== INPUT RECORDS ==

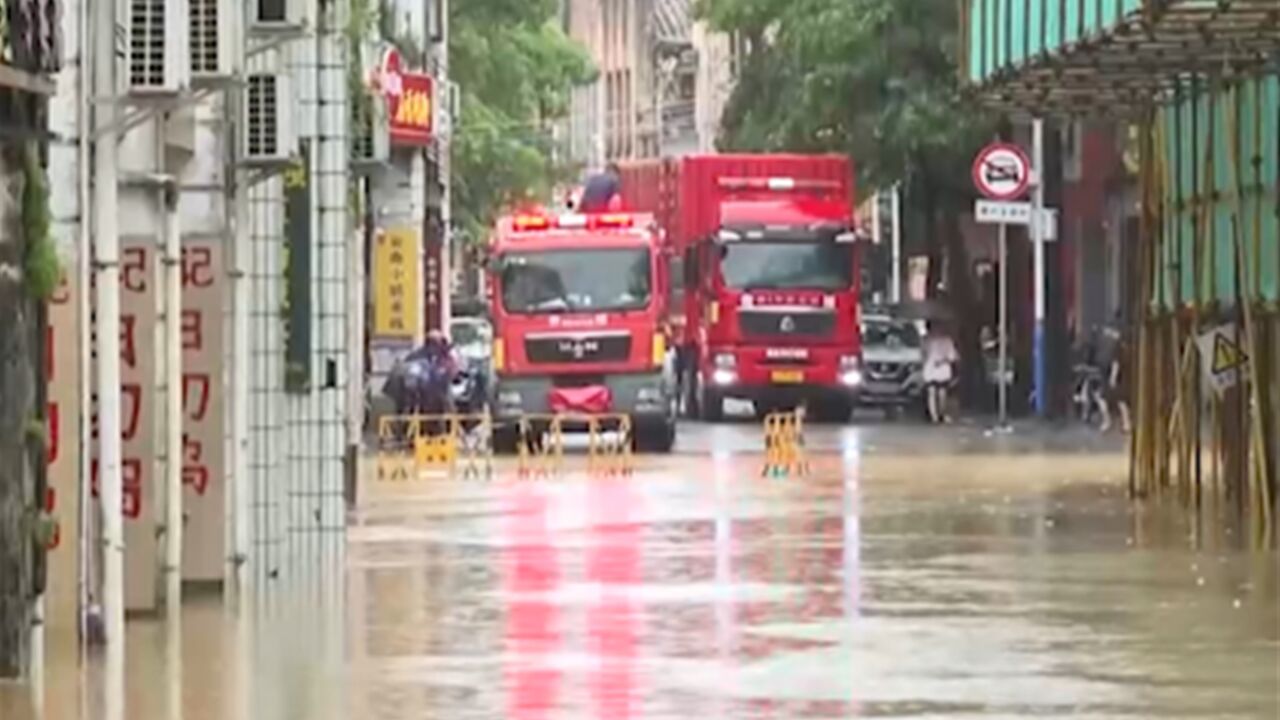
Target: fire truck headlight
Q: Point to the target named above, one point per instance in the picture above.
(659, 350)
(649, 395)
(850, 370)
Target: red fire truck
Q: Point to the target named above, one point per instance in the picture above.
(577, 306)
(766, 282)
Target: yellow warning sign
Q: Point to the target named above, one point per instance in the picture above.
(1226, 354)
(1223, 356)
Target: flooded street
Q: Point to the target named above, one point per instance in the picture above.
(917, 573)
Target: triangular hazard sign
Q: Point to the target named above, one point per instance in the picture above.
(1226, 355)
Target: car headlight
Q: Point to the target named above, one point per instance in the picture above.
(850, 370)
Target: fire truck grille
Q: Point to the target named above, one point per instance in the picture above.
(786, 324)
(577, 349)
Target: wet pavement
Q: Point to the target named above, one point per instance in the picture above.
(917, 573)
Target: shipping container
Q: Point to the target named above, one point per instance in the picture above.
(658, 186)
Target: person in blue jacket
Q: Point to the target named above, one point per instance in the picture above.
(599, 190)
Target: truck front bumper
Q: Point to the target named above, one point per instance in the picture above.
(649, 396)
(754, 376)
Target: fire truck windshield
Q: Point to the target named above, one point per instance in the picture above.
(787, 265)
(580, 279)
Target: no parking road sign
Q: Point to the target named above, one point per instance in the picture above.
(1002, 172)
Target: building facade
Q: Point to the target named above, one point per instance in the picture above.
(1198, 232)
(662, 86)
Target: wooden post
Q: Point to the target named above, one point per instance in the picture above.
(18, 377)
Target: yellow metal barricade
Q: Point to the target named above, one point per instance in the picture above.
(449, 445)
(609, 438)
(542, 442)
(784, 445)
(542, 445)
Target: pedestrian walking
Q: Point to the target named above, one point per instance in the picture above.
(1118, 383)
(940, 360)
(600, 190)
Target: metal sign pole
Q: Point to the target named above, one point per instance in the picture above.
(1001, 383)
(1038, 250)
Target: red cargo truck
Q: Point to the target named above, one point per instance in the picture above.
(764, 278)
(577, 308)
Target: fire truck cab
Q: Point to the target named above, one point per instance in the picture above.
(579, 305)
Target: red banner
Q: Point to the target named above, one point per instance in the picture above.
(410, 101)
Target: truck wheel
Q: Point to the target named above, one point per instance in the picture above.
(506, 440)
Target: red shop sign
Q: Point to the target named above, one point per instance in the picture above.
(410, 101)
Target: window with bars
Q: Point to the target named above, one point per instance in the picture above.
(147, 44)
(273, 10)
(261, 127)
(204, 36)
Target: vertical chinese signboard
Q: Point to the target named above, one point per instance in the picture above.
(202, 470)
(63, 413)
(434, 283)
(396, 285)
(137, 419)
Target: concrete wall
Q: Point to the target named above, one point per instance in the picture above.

===

• SHORT TASK: Reproduce the entire listing above verbatim, leaving out the picture.

• RESULT FOR THIS EXERCISE:
Target: fire truck headlight
Q: Point to the target named above, one point per instance in the picture above.
(659, 350)
(649, 395)
(850, 370)
Target: red fire truck
Q: Point to the target named above, one point per instance in the picture above.
(577, 306)
(766, 282)
Target: yellow warning sign
Q: Point to the target named above, one point per instance in the picture above.
(1226, 354)
(1223, 356)
Target: flooded street
Q: Point to the target named above, one point per instance in the picture above.
(917, 573)
Target: triangular hazard sign
Q: Point to the target named above, one point per instance in the picture above.
(1226, 355)
Target: car headlight
Q: Point to the target named above, one point per instance in the picture above.
(850, 370)
Target: fire truck grille
Q: Point to the target named above, one point per instance in the picture above.
(786, 324)
(577, 349)
Target: wet pavement
Q: Point to the target named above, one point per instance in the picture above.
(917, 573)
Target: shipping container
Q: Point to the target named above, one point per instance in the picture above.
(658, 186)
Target: person in blue jacket
Q: Point to the target named above, one point per instance in the picture above.
(599, 190)
Target: truck front bumper
Q: Point to the target named above, one point per instance in the picture above.
(649, 396)
(754, 376)
Target: fire truck windshield
Q: Point to the target named above, one point per instance in the picture above.
(787, 265)
(580, 279)
Target: no parking road sign
Q: Point to the target named above, one point per instance in the picture above.
(1002, 172)
Target: building facade
Q: Point to the target named above, one point per instance in the picture above.
(1198, 232)
(662, 86)
Target: wooden post
Q: Point to the target named above, one point per instance in the picture above.
(18, 377)
Target: yellow metal barricade
Q: Point to the target named above, one point per instance in the picture above.
(449, 445)
(609, 438)
(542, 442)
(784, 445)
(542, 445)
Target: pedestrian walking
Q: Point to the target named above, one point per instance in the picture above.
(1118, 383)
(940, 360)
(600, 190)
Target: metal sign pole
Q: Point to the target named above, one point per instance in the picture above.
(1001, 383)
(1038, 250)
Target: red cargo truck
Q: Point to the target named above, one point per instance in the picture above.
(764, 278)
(577, 308)
Target: fire truck cab
Q: Point to the target named above, one point per instance in the picture above.
(579, 305)
Target: red banner
Q: Point to the target named above, one point per instance in the picture above.
(410, 101)
Target: truck wheel
Q: Point to the target named above, one point per instance in the picture above.
(506, 440)
Target: red shop sign
Q: Point to the target named above, one point per instance in the picture above.
(410, 101)
Target: window with bars
Q: Point to the target named above, one point per instance in the picture above.
(147, 44)
(273, 10)
(261, 127)
(204, 36)
Target: vertical chinese signboard
Q: Point to the target named above, one point per instance in the picture above.
(202, 470)
(63, 413)
(434, 283)
(396, 285)
(137, 419)
Target: concrete wall
Q: Point to the target named above, one point per instance in the picture above.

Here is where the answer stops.